Named-object pointing material:
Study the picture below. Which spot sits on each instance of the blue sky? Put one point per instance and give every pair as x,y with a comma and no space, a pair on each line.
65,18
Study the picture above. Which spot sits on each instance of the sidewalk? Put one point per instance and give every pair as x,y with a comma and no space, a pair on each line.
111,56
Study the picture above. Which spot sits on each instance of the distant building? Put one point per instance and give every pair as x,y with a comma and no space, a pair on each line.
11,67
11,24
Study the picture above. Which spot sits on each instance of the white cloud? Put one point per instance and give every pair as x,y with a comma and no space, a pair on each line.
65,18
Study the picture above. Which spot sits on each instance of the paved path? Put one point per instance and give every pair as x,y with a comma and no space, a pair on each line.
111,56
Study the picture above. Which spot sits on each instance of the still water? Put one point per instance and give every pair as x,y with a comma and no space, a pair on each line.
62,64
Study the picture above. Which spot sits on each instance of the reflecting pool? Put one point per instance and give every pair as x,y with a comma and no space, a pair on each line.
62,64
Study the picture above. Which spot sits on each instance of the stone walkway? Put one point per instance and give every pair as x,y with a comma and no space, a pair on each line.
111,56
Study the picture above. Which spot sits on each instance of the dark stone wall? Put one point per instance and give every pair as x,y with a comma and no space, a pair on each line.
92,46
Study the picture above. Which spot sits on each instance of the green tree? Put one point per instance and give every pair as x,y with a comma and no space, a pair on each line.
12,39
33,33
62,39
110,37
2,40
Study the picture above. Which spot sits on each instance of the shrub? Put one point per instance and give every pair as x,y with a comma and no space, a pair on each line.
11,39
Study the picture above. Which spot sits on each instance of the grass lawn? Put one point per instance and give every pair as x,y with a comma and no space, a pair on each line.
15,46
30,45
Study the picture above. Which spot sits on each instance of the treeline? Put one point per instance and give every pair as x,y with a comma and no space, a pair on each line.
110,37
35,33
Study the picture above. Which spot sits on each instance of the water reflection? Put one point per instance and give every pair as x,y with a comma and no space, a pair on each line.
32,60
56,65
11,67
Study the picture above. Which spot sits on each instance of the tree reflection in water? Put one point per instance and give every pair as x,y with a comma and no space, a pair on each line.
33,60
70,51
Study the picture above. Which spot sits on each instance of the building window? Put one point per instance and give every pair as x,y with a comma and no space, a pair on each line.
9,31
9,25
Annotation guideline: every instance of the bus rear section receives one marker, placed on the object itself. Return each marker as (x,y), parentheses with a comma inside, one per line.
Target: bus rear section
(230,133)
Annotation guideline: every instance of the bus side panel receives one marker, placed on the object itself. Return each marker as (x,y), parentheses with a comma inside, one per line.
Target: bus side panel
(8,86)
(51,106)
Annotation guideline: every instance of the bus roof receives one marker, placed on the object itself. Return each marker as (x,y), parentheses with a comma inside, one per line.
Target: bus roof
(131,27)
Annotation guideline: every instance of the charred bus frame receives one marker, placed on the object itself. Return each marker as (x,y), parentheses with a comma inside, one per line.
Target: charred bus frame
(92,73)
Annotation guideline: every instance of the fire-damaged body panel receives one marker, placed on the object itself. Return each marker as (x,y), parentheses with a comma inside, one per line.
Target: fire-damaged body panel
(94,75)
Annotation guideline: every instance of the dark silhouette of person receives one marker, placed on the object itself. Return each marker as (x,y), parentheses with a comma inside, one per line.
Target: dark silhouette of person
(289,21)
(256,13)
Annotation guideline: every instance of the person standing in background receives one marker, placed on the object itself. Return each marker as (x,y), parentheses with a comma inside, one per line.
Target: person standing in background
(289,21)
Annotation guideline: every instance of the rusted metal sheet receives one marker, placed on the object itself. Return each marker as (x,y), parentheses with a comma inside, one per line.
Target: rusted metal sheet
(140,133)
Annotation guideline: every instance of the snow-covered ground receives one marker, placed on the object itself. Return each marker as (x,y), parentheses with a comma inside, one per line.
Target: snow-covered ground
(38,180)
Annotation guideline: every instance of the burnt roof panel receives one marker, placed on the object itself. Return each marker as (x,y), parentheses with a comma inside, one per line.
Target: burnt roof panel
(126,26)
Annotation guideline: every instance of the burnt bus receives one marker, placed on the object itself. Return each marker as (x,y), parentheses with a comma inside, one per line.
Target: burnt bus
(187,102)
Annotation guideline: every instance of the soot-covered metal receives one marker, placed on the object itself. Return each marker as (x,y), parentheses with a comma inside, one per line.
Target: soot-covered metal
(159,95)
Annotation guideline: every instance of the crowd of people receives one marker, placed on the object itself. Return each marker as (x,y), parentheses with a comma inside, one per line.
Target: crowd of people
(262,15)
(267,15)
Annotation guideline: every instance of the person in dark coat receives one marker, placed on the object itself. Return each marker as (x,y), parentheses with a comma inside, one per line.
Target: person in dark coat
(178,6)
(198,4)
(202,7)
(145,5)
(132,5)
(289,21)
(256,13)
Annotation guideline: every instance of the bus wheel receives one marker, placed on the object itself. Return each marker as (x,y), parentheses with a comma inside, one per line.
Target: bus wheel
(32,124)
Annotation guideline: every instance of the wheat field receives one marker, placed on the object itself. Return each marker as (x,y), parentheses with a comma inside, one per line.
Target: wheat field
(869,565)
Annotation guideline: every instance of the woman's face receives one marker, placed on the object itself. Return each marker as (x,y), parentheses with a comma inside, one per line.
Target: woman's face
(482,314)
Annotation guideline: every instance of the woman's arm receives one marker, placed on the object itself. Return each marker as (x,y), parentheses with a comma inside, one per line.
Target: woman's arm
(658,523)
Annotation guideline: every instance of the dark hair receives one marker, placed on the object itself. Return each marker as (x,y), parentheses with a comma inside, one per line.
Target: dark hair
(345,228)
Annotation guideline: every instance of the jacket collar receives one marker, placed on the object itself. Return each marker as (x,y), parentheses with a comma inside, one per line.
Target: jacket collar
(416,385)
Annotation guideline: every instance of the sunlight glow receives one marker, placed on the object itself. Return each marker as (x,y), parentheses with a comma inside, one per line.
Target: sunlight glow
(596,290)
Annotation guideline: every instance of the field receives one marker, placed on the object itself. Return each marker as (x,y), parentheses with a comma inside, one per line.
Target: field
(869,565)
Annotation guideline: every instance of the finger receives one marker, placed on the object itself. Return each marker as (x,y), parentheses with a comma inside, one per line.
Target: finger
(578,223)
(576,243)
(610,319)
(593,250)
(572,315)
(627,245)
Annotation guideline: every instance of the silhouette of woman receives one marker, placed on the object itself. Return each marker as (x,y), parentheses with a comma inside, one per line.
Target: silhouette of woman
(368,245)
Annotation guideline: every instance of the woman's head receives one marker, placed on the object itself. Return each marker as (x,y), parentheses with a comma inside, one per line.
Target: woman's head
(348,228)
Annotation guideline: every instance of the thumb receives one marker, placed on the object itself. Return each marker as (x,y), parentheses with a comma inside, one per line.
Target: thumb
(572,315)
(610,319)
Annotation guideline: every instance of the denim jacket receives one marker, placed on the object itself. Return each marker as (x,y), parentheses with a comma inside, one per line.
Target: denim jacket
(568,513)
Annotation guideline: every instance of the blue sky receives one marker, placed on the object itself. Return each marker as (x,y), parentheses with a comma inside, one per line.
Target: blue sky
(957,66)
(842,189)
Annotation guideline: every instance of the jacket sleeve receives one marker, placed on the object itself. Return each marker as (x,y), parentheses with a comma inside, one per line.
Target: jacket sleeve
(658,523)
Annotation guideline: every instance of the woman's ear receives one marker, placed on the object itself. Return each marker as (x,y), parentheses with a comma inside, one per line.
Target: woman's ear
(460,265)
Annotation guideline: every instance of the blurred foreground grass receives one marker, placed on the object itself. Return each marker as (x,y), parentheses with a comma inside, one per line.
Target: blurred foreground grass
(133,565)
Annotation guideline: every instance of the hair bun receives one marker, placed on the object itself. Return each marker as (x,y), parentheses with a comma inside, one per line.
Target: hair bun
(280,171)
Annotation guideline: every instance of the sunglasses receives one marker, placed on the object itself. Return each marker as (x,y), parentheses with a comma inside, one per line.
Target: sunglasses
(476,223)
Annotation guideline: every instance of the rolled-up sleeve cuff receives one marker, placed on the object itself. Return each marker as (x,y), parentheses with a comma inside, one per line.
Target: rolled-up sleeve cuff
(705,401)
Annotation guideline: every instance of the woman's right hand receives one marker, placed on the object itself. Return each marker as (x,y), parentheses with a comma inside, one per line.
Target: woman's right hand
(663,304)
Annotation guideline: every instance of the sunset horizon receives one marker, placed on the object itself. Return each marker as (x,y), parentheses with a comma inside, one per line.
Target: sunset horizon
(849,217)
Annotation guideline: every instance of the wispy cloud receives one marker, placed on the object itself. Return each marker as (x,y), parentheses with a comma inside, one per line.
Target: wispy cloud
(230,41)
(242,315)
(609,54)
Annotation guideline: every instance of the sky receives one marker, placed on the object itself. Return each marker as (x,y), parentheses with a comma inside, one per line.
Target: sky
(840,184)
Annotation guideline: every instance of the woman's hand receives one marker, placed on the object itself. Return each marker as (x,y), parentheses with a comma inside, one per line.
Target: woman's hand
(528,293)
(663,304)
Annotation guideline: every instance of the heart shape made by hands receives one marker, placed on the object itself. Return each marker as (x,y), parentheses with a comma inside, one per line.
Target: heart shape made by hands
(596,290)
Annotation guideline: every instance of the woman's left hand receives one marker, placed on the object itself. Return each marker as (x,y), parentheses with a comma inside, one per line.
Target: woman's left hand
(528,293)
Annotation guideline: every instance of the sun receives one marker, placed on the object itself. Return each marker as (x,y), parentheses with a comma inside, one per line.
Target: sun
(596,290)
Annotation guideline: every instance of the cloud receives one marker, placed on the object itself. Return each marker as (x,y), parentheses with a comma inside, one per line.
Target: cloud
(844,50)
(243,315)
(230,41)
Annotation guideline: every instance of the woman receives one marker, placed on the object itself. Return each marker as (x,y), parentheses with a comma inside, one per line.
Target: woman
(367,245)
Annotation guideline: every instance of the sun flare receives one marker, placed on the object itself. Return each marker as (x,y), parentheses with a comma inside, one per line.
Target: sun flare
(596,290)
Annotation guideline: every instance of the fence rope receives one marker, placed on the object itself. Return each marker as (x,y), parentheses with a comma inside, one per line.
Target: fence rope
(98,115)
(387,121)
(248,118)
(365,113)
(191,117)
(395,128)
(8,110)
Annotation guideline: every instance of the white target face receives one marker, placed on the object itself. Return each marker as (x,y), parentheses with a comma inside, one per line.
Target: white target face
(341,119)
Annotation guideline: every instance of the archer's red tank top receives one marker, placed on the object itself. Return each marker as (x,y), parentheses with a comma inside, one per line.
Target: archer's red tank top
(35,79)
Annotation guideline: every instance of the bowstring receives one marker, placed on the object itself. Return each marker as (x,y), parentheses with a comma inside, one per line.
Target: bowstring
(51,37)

WHAT YOU ARE ASKED TO DO:
Can you copy out the part of the material that opens with the line containing "Annotation guideline: every instance of the archer's" and closes with the last line of the material, including the requests, but with every coordinate in the answers multiplied by 2.15 and rounded to a whole number, halves rounding up? Leave all other lines in that part unchanged.

THE ANSWER:
Annotation guideline: every instance of the archer's red tank top receives one marker, placed on the object itself. Return each marker as (x,y), parentheses with a comma inside, one per line.
Target: archer's red tank top
(75,170)
Annotation guideline: every instance of the bowstring receives one marker, placed on the object itself. Return each marker as (x,y), parentheses with a comma inside, one per line.
Target: bowstring
(110,80)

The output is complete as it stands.